INSTRUCTION A.
Retype the passage on jazz musicians word for word.

TEXT PROVIDED.
start
I got a chance to record a big band in 1954 or 1955. I tried to use the drummer that was playing with my quartet that really didn't know how to play with a big band. I just wanted to use the same guy that played with me on the road all the time. He said to me, "Terry, I don't think I'm making it if you want to get another drummer." I got Osie Johnson. He came in immediately and the band sounded great.
Hank Jones (piano, 1918-2010)
Gibbs: One of the most respected piano players of all time.
Jimmy Jones (piano, 1918-1982)
Gibbs: Also one of the most respected piano players. He worked with Sarah Vaughan. We were on tour for two months with him, [drummer] Roy Haynes, and I forget the bass player's name, as Sarah Vaughan's rhythm section.
Jo Jones (drums, 1911-1985)
Gibbs: He's who I and [drummer] Tiny Kahn learned to play with a big band from. He played with Basie.
end
MATERIAL FOR THE TASK.
start
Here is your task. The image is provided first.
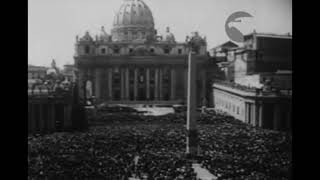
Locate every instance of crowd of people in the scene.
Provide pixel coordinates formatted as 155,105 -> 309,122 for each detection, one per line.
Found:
28,107 -> 292,180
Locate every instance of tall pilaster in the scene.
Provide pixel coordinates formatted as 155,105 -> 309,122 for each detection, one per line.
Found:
273,103 -> 281,130
159,68 -> 163,101
120,68 -> 125,100
78,69 -> 85,99
108,68 -> 113,101
170,67 -> 176,100
154,68 -> 159,101
184,67 -> 188,101
125,67 -> 130,100
146,68 -> 150,100
134,68 -> 138,101
259,102 -> 264,128
245,103 -> 250,123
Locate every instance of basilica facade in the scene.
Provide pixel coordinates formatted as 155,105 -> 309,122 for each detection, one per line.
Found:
74,0 -> 212,104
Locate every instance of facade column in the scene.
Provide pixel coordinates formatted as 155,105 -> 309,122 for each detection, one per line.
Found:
251,102 -> 259,126
94,68 -> 102,99
146,68 -> 150,100
244,103 -> 250,123
159,68 -> 163,101
259,102 -> 264,128
286,104 -> 292,131
38,103 -> 45,131
125,67 -> 130,100
170,67 -> 176,101
154,68 -> 159,101
120,68 -> 125,101
272,104 -> 281,130
134,68 -> 138,101
200,70 -> 206,100
108,68 -> 113,101
78,69 -> 85,99
184,68 -> 188,101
end
INSTRUCTION B.
In the records, lay out the lines from the line with "Locate every instance of facade" up to and including the line with "200,70 -> 206,100" as a numbered list, leaving out blank lines.

RIGHT ANSWER A.
I got a chance to record a big band in 1954 or 1955. I tried to use the drummer that was playing with my quartet that really didn't know how to play with a big band. I just wanted to use the same guy that played with me on the road all the time. He said to me, "Terry, I don't think I'm making it if you want to get another drummer." I got Osie Johnson. He came in immediately and the band sounded great.
Hank Jones (piano, 1918-2010)
Gibbs: One of the most respected piano players of all time.
Jimmy Jones (piano, 1918-1982)
Gibbs: Also one of the most respected piano players. He worked with Sarah Vaughan. We were on tour for two months with him, [drummer] Roy Haynes, and I forget the bass player's name, as Sarah Vaughan's rhythm section.
Jo Jones (drums, 1911-1985)
Gibbs: He's who I and [drummer] Tiny Kahn learned to play with a big band from. He played with Basie.

RIGHT ANSWER B.
1. Locate every instance of facade column in the scene.
2. Provide pixel coordinates formatted as 155,105 -> 309,122 for each detection, one per line.
3. Found:
4. 251,102 -> 259,126
5. 94,68 -> 102,99
6. 146,68 -> 150,100
7. 244,103 -> 250,123
8. 159,68 -> 163,101
9. 259,102 -> 264,128
10. 286,104 -> 292,131
11. 38,103 -> 45,131
12. 125,67 -> 130,100
13. 170,67 -> 176,101
14. 154,68 -> 159,101
15. 120,68 -> 125,101
16. 272,104 -> 281,130
17. 134,68 -> 138,101
18. 200,70 -> 206,100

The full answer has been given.